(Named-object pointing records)
+ + + + + + +
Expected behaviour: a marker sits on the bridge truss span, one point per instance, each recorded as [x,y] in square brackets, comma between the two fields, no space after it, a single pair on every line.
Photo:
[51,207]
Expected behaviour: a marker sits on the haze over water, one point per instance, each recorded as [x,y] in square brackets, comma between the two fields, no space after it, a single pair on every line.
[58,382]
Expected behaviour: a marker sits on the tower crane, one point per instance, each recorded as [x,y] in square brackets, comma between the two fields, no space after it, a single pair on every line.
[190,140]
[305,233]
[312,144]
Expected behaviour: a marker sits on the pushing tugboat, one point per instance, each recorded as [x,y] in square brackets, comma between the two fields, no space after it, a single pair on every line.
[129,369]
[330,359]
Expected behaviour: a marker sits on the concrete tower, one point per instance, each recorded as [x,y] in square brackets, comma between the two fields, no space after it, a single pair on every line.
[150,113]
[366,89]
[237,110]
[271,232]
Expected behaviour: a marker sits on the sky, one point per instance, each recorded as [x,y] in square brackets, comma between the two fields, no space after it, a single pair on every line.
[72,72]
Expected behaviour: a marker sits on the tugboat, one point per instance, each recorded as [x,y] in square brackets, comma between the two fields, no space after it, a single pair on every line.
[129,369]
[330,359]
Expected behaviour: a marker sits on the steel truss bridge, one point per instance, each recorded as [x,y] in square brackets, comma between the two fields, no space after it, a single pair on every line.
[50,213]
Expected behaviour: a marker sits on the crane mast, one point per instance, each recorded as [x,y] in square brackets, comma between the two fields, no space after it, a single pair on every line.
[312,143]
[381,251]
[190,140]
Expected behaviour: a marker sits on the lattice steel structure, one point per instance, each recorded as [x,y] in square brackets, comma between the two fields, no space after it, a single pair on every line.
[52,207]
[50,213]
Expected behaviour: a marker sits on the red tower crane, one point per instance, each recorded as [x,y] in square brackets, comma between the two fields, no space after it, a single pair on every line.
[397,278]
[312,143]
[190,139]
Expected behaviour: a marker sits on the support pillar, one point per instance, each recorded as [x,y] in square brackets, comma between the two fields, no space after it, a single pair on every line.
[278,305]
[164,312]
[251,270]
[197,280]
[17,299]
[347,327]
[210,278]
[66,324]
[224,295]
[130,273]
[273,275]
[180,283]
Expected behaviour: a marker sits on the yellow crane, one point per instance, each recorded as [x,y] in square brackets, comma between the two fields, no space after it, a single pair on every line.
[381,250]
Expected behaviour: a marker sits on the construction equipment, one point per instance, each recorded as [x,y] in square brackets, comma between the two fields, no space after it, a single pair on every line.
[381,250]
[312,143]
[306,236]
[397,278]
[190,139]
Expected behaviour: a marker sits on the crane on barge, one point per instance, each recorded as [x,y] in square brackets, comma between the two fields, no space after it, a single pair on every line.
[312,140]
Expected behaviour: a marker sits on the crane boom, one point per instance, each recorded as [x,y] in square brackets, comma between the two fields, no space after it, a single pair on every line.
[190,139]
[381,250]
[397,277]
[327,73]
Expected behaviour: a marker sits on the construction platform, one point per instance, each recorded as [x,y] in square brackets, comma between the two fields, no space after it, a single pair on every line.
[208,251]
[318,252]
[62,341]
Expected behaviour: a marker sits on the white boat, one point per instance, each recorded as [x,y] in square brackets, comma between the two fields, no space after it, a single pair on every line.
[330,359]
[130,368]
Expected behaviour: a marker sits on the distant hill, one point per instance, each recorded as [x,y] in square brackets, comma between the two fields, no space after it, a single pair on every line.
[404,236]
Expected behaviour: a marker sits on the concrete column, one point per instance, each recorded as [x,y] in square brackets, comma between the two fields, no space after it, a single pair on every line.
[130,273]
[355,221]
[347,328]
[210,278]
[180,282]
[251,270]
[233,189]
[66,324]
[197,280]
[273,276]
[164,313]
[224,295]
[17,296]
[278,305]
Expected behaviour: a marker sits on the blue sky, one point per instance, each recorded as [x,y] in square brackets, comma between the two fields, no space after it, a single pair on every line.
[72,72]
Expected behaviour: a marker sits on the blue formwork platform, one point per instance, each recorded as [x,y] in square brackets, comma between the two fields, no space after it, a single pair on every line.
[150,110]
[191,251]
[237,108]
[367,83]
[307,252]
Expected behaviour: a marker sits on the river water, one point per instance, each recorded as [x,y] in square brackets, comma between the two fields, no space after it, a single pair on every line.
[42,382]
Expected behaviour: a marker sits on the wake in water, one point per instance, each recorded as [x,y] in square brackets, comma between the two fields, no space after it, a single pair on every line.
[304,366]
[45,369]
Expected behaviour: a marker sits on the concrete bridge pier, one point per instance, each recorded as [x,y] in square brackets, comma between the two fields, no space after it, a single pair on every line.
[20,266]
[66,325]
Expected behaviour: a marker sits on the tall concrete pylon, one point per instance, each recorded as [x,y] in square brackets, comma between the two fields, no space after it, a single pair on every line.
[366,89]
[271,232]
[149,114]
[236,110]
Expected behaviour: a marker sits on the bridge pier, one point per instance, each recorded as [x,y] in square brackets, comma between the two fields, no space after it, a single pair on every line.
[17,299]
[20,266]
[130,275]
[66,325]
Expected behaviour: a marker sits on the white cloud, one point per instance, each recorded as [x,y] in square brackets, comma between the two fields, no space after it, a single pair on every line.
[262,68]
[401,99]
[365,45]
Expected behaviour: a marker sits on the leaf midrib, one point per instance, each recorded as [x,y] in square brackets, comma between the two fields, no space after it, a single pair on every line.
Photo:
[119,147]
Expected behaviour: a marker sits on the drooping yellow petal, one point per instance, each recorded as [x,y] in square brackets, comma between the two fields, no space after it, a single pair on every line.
+ + + + + + +
● **OBJECTIVE**
Everything from the line with "Expected behaviour: a marker sits on the wake" through the last line of the material above should be echoed exactly, and nothing else.

● **RESULT FOR THIS EXERCISE**
Expected behaviour: a marker sits on the wake in water, one point per instance, each recorded as [x,y] in square brackets, comma between the two fields, no space after it, a single pair on every line.
[304,366]
[45,369]
Expected behaviour: a marker sits on the concrete bridge pier, one point per instance, each recorded as [x,y] in square brackets, comma between the two fields, no space after it, a single pair on every line.
[20,266]
[66,325]
Expected behaviour: a marker sits on the tall concrete pylon, one point per instance, each recorded as [x,y] in square brackets, comma between the two fields, no space after it, a single pair on every line.
[366,89]
[271,232]
[149,114]
[236,110]
Expected behaviour: a marker sits on the bridge pier, one point per instance, each recorded as [x,y] in square brackets, comma between the two fields, no space after it, a single pair on every line.
[17,299]
[20,266]
[130,275]
[66,325]
Expected behaviour: a marker sits on the white cloud, one point per instance, each recorded as [x,y] in square brackets, comma between the two fields, no space after it, a single pair on every line.
[262,68]
[401,99]
[365,45]
Expected behaviour: a marker sits on the leaf midrib, one point per instance, each recorded as [x,y] in square brackets, comma between the two fields, no space after it, a single pair on every line.
Photo:
[119,147]
Expected behaviour: a marker sits on the drooping yellow petal, one point per instance, each recorded as [x,y] in square brackets, comma between the two fields, no space after it, a single pair on every line.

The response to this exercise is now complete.